→ **Stated goal**
Convert the entries below into a JSON list of strings, one string per line, skipping blank lines and leaving the pictures out.

→ **Dataset entries about object locations**
★ ★ ★ ★ ★ ★ ★
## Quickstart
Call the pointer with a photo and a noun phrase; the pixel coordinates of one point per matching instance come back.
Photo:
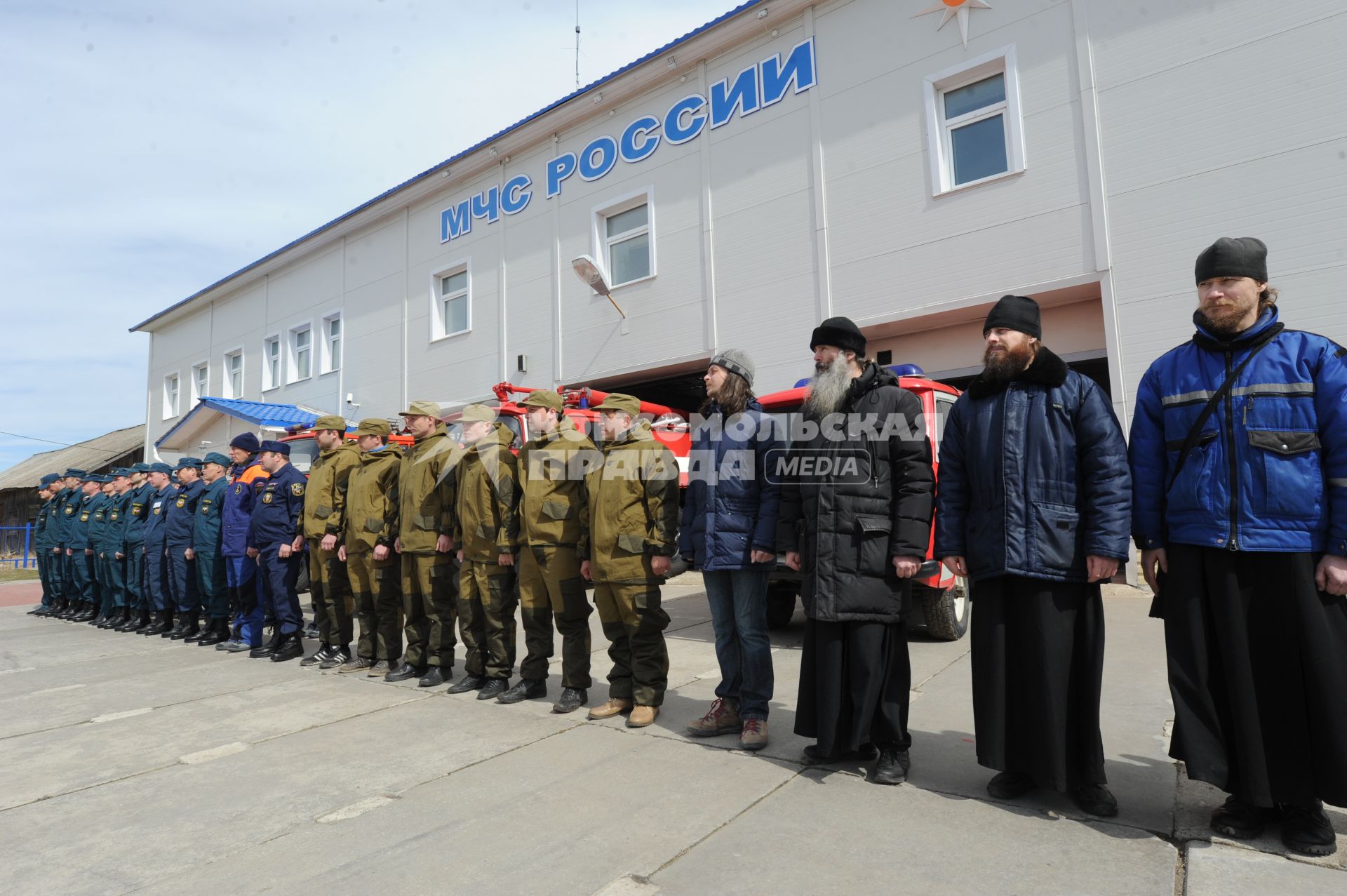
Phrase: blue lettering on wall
(752, 89)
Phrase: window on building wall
(170, 395)
(332, 342)
(973, 116)
(626, 240)
(271, 363)
(301, 354)
(200, 382)
(235, 375)
(453, 304)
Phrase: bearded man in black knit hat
(857, 530)
(1035, 502)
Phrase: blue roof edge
(452, 159)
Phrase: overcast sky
(152, 149)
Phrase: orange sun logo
(956, 8)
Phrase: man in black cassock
(857, 534)
(1033, 504)
(1240, 506)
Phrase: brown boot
(721, 720)
(612, 708)
(641, 716)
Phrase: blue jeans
(739, 616)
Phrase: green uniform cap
(373, 426)
(619, 402)
(478, 414)
(421, 408)
(544, 398)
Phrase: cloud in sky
(154, 147)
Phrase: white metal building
(793, 161)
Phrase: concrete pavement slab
(1215, 869)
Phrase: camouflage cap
★ ★ ★ ★ ★ ★ ★
→ **Exercise response**
[
  "## Quickstart",
  "Call the pointer with a photo and a noun phrase; the pixel coordinates of one point per matching instance come back.",
  "Photo:",
  "Phrase: blue lettering on wall",
  "(752, 89)",
  "Phrase: window on building wall",
  "(170, 395)",
  "(332, 342)",
  "(973, 116)",
  "(626, 240)",
  "(271, 363)",
  "(301, 354)",
  "(200, 382)",
  "(235, 375)",
  "(453, 304)",
  "Phrase: bearded man in black knit hat",
  "(857, 530)",
  "(1035, 502)",
  "Phrase: blue roof edge",
  "(452, 159)",
  "Phrase: overcast sky",
  "(152, 149)",
  "Phrase: orange sun logo",
  "(956, 8)",
  "Phrase: man in black cassock",
  "(857, 534)",
  "(1033, 504)",
  "(1240, 506)",
  "Phrase: brown boot",
  "(721, 720)",
  "(612, 708)",
  "(641, 716)",
  "Phrase: blue jeans",
  "(739, 616)",
  "Phrase: green uniform cap",
  "(373, 426)",
  "(619, 402)",
  "(478, 414)",
  "(421, 408)",
  "(544, 398)",
  "Phrase: cloud in sky",
  "(154, 147)",
  "Phrase: white metal building",
  "(793, 161)",
  "Phrase: concrete pavement slab",
  "(1215, 869)",
  "Phrase: camouflage cap"
]